Page excerpt:
Boris Johnson told business leaders that the government would form a partnership with the private sector to rebuild the economy © Andrew Parsons/No 10 Downing Street

Boris Johnson has told 30 leading chief executives that he will seize “the opportunities of Brexit” and use Britain’s new regulatory freedoms to help rebuild Britain’s economy after the Covid-19 crisis.

The UK’s prime minister was chairing the first meeting of a new business council, intended to rebuild strained relations between Number 10 and corporate Britain after the trauma of Brexit and to develop a post-pandemic plan.

The “build back better” business council, which held its first meeting by video call, was told by Mr Johnson that the government would form a partnership with the private sector to revive the economy.

He said Brexit would allow Britain to draw up new rules to speed the development of new economic sectors, while investing in skills, infrastructure and innovation.

“The prime minister outlined the need to seize opportunities of Brexit, support job creation, cement the UK’s position as a science superpower, deliver an upgrade to infrastructure and launch a green industrial revolution,” Number 10 said.

Kwasi Kwarteng, new business secretary, said the regulatory freedom would allow Britain to “improve” its regulatory standards, reflecting a lack of appetite among business leaders for a “bonfire” of existing rules.

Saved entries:
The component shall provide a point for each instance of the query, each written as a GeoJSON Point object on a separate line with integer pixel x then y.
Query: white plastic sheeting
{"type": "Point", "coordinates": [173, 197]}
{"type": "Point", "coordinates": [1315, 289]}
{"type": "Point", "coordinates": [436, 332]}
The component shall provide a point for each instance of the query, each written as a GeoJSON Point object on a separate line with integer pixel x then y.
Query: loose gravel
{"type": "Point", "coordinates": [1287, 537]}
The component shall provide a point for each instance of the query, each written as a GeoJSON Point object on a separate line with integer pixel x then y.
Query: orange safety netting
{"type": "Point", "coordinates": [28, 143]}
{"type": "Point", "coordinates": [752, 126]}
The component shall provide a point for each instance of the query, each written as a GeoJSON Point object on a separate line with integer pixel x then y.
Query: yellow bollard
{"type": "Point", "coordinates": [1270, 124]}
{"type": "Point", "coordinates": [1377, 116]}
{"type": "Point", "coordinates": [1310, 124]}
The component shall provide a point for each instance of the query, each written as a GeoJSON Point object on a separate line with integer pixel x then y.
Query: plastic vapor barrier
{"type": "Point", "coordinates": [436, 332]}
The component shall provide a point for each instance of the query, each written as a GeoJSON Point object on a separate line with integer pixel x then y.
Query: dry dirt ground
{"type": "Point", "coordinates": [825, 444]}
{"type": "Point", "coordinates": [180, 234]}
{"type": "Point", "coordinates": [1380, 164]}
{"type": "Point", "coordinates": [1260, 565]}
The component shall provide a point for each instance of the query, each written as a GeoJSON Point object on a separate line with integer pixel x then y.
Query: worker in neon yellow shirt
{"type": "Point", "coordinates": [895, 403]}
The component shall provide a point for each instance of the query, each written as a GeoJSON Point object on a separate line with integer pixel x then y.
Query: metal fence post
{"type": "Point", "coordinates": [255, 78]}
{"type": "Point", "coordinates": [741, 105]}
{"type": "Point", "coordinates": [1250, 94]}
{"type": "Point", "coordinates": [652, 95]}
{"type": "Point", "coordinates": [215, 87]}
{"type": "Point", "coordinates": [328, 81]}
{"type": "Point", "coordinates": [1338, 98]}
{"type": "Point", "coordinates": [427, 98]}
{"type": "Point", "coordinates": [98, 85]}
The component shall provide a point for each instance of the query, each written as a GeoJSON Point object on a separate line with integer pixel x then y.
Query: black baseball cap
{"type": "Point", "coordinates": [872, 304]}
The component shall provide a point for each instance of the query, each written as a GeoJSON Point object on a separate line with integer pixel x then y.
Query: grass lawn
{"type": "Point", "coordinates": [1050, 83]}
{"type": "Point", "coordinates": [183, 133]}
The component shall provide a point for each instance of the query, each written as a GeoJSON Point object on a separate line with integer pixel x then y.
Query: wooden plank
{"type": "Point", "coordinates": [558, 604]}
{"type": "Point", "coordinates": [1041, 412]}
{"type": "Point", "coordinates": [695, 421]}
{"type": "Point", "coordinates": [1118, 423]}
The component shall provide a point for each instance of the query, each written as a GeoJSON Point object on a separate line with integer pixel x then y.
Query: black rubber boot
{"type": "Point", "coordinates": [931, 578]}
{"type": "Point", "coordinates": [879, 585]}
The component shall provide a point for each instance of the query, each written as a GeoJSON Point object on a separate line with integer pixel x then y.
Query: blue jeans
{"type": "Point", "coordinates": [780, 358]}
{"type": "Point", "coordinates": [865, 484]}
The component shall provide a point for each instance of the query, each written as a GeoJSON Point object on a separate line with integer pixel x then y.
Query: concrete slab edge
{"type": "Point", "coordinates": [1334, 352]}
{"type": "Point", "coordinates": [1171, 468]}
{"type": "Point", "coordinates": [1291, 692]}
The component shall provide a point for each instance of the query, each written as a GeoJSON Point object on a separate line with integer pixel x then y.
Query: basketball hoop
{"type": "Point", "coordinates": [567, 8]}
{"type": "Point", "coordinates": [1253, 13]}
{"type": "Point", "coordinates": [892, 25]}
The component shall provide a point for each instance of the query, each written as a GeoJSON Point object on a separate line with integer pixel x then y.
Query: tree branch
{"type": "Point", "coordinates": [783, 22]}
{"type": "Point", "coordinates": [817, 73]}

About this exercise: List the five aims that, according to Number 10's statement in the article on the prime minister's business council, the prime minister outlined. These rows were taken from a different source than the article.

Answer space:
- Seize opportunities of Brexit
- Support job creation
- Cement the UK's position as a science superpower
- Deliver an upgrade to infrastructure
- Launch a green industrial revolution